# Trecho
━━━
Não vou perder tempo recorrendo ao dicionário para dizer que imortal é o que não morre, permanece vivo. Quando falamos em "vivo", não precisamos nos remeter ao sentido literal, biológico da palavra, mas a vários outros. Um deles é o legado.
O legado é a herança que todos deixamos ao mundo depois de partirmos. Ele vive de um jeito ou de outro, para o bem ou para o mal. É aquilo pelo qual seremos lembrados, seja por meio da memória de alguns ou do povo, seja pela forma como damos nosso exemplo por atitudes ou ensinamentos àqueles que nos rodeiam. No entanto, o legado deixado por alguns se dissipa no tempo, e embora não se erradique, permanece fraco, quase inexistente, fragmentado em incontáveis partículas que quase não são vistas ou sentidas, mas que, mesmo de um modo discreto, influenciam, afinal, de toda ação decorre uma reação.
Nos esportes, especificamente no futebol, é a mesma coisa. Todos deixam seus legados pelo caminho, positivos ou negativos. Os maus jogadores são lembrados por seu caráter deplorável, técnica deficiente ou descomprometimento; os bons, pela índole virtuosa, a garra ou a qualidade indiscutível. No entanto, existem aqueles que simplesmente estavam no lugar e na hora certa para escreverem, para o bem, seus nomes nas histórias dos clubes por onde passam. São atletas geralmente medíocres ou, para usar uma palavra menos agressiva, "medianos", que realizam feitos memoráveis capazes de apagar eventuais (e predominantes) impressões negativas, sendo para sempre recordados em função de tais fatos isolados, mas marcantes.
Eu poderia ficar um dia inteiro listando exemplos de jogadores de futebol que se tornaram positivamente imortais em função de feitos isolados, mas incrivelmente significativos, mas me preocuparei em listar apenas alguns, para, ao final, dar aquele a quem considero o exemplo perfeito ou, talvez, o que pensou concretamente nessas palavras que agora registro, culminando na elaboração de um projeto em tal sentido.
Vejamos o volante Kleberson. Depois de ser visto pelo Brasil inteiro como a "máquina" do bom time do Atlético-PR, campeão brasileiro de 2001, foi convocado para a Copa de 2002 e, lá, foi considerado o "ajeitador" da equipe, ou seja, aquele que não era craque, mas que fez toda a engrenagem daquela Seleção Brasileira funcionar em sua plenitude, permitindo que os craques de então (Ronaldo, Rivaldo e Ronaldinho Gaúcho) fizessem a diferença. Kleberson nunca mais jogou nada, mas até hoje, dez anos depois, seu cartão de visitas se baseia naqueles cinco jogos do mundial em que atuou.
━━━
# Amostra de dados

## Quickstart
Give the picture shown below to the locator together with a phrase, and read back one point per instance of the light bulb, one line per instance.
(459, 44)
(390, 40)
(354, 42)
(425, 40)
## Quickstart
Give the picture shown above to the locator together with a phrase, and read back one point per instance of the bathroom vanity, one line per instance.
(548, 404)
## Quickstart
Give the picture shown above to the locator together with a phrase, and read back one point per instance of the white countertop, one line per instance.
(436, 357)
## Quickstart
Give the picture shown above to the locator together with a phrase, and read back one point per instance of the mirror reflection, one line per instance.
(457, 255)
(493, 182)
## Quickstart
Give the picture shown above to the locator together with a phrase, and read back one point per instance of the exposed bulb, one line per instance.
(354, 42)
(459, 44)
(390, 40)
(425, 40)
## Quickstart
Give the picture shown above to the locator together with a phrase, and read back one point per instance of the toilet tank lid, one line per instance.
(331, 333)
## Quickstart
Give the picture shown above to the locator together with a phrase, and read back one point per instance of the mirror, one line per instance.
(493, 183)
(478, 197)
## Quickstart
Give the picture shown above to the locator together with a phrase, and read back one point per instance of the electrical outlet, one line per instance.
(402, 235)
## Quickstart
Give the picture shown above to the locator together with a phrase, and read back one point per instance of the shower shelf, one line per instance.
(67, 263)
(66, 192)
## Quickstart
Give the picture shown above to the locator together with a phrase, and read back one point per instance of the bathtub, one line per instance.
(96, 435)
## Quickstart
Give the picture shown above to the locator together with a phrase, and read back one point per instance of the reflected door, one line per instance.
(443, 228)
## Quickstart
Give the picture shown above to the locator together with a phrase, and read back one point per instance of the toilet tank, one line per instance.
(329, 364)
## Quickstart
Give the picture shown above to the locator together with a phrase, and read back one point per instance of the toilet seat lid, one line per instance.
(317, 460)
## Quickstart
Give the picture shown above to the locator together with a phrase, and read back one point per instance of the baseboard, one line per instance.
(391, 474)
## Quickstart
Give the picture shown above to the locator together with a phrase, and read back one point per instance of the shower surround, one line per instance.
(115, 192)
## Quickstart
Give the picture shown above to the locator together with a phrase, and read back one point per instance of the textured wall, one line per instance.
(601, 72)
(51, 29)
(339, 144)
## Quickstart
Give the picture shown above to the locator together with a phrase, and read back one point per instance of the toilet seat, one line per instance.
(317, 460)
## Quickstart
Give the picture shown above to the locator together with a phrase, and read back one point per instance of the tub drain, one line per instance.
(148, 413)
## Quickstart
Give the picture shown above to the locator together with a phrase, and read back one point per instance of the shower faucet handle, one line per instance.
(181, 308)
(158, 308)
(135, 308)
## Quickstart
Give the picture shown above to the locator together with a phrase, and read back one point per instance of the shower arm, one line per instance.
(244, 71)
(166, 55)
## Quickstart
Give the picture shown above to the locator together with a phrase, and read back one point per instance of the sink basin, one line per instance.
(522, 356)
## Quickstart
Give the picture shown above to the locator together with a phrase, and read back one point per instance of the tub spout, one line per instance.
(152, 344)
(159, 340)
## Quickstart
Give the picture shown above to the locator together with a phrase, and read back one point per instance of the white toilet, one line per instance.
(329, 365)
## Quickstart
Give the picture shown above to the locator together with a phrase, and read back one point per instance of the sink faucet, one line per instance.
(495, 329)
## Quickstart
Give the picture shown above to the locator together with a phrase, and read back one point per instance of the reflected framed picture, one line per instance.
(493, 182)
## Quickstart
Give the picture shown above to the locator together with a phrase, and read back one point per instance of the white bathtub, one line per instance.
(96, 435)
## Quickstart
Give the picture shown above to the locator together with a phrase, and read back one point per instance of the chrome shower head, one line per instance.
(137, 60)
━━━
# Exercícios
A. Edite o texto sobre legado no futebol a partir das palavras "Não vou perder" até as palavras "decorre uma reação.", inclusive, trocando "herança" por "marca".
B. Continue o texto sobre os jogadores imortalizados no futebol a partir do ponto em que ele termina.
As linhas vêm de uma fonte diferente da do texto.

# Respostas
A.
Não vou perder tempo recorrendo ao dicionário para dizer que imortal é o que não morre, permanece vivo. Quando falamos em "vivo", não precisamos nos remeter ao sentido literal, biológico da palavra, mas a vários outros. Um deles é o legado.
O legado é a marca que todos deixamos ao mundo depois de partirmos. Ele vive de um jeito ou de outro, para o bem ou para o mal. É aquilo pelo qual seremos lembrados, seja por meio da memória de alguns ou do povo, seja pela forma como damos nosso exemplo por atitudes ou ensinamentos àqueles que nos rodeiam. No entanto, o legado deixado por alguns se dissipa no tempo, e embora não se erradique, permanece fraco, quase inexistente, fragmentado em incontáveis partículas que quase não são vistas ou sentidas, mas que, mesmo de um modo discreto, influenciam, afinal, de toda ação decorre uma reação.

B.
Vindo para a dupla grenal, quem não se lembra do lateral-direito/meia Itaqui? Itaqui era um jogador mediano, mas que, das quatro temporadas em que esteve no Grêmio (1998/2001), foi titular absoluto por pelo menos duas, e com diferentes treinadores. Nunca foi unanimidade, não era habilidoso, e no momento em que era substituído, os comentários dos "especialistas" que narravam as partidas era que o atleta "cumprira bem sua função", e nada mais. No entanto, um feito o marcou para sempre: em 1998 (seu melhor momento, quando Ronaldinho Gaúcho era o seu reserva), Itaqui fez um golaço contra o Corinthians, de falta, em partida realizada no estádio Pacaembu, válida pelas quartas de final do Brasileirão daquele ano. O gol ficou marcado na memória dos gremistas porque, além de ter sido lindo, foi o grito de esperança tricolor naquele desafio considerado, por muitos, perdido, uma vez que a equipe gaúcha havia sido derrotada em casa, no confronto de ida. O Grêmio venceu aquele jogo, e mesmo que tenha vindo a ser eliminado no seguinte (o sistema era de play-offs - melhor de três), deixou o legado do golaço do "Itaqui-Seleção", como muitos o chamavam, ironicamente, durante aquele campeonato. Quando algum gremista fala do Itaqui com outro que não tenha a memória muito apurada, basta dizer-lhe que se trata "daquele do golaço de falta contra o Corinthians" que o ouvinte logo se lembrará.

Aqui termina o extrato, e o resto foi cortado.